(Questions to answer)
**a.** List every state that the piece "The Great Divider" names as a major swing state.
**b.** Reproduce the passage of "The Great Divider" verbatim, starting with "Trump is committed" and going on through "4.3 million votes.".

[[ Given text open ]]

The Great Divider

Barack Obama offered this warning about President Trump last week, ``If you have to win a campaign by dividing people, you're not going to be able to govern them.''

The polarization of American politics did not begin with Trump. It's been going on for at least fifty years. Prior to Trump, the U.S. had four presidents in a row who pledged to heal the nation's divide. They all failed. Trump never made any pretense of being a healer. He got elected by exploiting the nation's division, aided (according to U.S. intelligence reports) by Russia.

As president, Trump has continued to foment division -- not just Republicans versus Democrats and conservatives versus liberals, but also White House versus Congress, establishment conservatives versus populists, blacks versus whites, men versus women, urban versus rural, religious versus secular, immigrants versus native Americans, the well educated versus Americans without college degrees, Washington versus the rest of the country, the U.S. versus the rest of the world. Even the bitter divisions of the Civil War have re-emerged.

The difference between Trump and his predecessors is that Trump deliberately foments division. He uses every issue, every policy, every tweet, to set one group of Americans against another. He thrives on political confrontation. The result is a level of bitterness and resentment the United States has not seen since the Civil War. Just this week, Arizona Republican Sen. Jeff Flake warned, ``We must never meekly accept the daily sundering of our country.''

With Trump, all politics is personal. It's all about him -- not policies or principles. While President Trump is exquisitely sensitive to everything said or written about himself, he seems indifferent to political ideas. Policymaking, after all, requires working with Congress and coordinating his priorities with theirs. He was enraged when the Republican Senate failed to deliver repeal of Obamacare and treated it as a personal betrayal.

Trump is committed to one thing above all -- winning. It doesn't much matter what he wins as long as he is perceived to come out on top. He promised his supporters, ``You're going to win so much, you're going to be so sick and tired of winning.'' How do you win by dividing people? Especially if there are more people against you than for you?

The answer is, the same way he won the election -- not by convincing the majority but by outmaneuvering them. In 2016, Trump identified a key constituency -- working class white voters in major swing states (Pennsylvania, Michigan, Ohio, Wisconsin) -- and targeted them with a culturally populist message. It was them and Trump against the political and media elite. His populist base enabled Trump to win those states with bare majorities while losing California by 4.3 million votes.

[[ Given text closed ]]
[[ Data provided open ]]

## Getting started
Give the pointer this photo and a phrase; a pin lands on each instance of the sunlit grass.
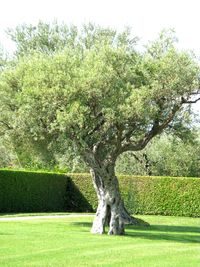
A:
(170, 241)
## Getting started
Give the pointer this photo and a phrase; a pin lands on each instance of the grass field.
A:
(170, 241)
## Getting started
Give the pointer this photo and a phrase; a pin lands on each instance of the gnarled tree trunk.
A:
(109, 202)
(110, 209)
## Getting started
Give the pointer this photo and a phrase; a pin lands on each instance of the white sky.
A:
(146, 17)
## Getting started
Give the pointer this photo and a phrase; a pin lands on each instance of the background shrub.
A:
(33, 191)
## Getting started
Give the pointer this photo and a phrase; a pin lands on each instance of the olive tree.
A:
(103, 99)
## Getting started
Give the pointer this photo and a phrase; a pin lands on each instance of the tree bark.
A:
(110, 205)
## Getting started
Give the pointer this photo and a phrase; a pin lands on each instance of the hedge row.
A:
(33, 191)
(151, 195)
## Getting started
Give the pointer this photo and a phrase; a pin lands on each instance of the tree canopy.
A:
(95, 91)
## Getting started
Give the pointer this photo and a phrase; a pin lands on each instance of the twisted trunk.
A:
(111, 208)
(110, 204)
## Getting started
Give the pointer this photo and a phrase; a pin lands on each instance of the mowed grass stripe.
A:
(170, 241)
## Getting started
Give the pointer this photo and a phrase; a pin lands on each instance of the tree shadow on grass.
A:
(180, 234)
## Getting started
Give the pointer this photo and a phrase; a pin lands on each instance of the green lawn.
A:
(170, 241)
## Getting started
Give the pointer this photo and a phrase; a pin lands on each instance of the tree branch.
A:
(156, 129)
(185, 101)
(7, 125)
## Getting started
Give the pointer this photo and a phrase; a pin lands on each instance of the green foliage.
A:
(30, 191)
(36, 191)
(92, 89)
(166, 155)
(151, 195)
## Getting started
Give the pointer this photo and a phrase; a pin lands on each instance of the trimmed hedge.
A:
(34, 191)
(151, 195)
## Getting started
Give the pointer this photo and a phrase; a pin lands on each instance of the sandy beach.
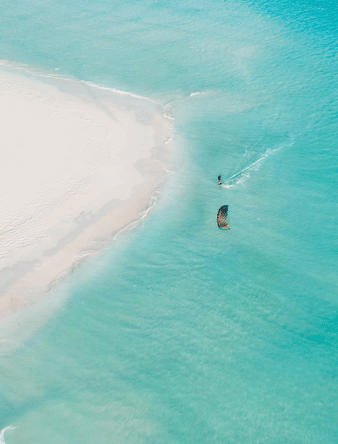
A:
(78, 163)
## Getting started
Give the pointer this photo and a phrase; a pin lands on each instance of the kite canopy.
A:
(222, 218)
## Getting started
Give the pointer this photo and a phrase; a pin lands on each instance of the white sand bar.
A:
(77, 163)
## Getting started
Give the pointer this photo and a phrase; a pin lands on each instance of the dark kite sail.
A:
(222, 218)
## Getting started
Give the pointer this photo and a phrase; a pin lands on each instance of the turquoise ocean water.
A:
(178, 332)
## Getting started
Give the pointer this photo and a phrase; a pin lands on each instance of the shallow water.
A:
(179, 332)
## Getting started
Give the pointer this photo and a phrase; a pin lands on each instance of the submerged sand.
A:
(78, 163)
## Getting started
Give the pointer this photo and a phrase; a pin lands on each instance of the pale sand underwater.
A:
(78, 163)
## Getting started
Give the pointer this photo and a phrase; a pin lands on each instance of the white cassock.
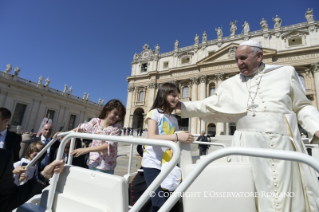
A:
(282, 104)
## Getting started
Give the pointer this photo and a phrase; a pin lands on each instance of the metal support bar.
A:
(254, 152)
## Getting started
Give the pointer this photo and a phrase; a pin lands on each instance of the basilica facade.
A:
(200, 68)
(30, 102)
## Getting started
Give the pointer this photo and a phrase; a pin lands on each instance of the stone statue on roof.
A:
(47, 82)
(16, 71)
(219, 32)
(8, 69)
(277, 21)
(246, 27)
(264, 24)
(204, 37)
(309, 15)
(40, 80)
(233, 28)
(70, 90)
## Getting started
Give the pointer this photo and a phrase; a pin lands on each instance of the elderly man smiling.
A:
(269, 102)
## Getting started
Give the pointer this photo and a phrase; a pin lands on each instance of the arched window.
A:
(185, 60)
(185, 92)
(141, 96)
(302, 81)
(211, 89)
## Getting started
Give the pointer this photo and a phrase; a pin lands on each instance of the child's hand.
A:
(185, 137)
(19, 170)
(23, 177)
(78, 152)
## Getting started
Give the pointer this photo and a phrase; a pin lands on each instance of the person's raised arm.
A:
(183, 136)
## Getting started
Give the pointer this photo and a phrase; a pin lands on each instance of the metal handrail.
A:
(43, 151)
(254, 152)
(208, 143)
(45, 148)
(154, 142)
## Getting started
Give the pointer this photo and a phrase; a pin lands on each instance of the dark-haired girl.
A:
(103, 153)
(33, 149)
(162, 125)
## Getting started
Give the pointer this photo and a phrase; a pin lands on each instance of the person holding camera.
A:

[[ Data provided closed ]]

(Answers to each task)
**a.** Pennsylvania, Michigan, Ohio, Wisconsin

**b.**
Trump is committed to one thing above all -- winning. It doesn't much matter what he wins as long as he is perceived to come out on top. He promised his supporters, ``You're going to win so much, you're going to be so sick and tired of winning.'' How do you win by dividing people? Especially if there are more people against you than for you?

The answer is, the same way he won the election -- not by convincing the majority but by outmaneuvering them. In 2016, Trump identified a key constituency -- working class white voters in major swing states (Pennsylvania, Michigan, Ohio, Wisconsin) -- and targeted them with a culturally populist message. It was them and Trump against the political and media elite. His populist base enabled Trump to win those states with bare majorities while losing California by 4.3 million votes.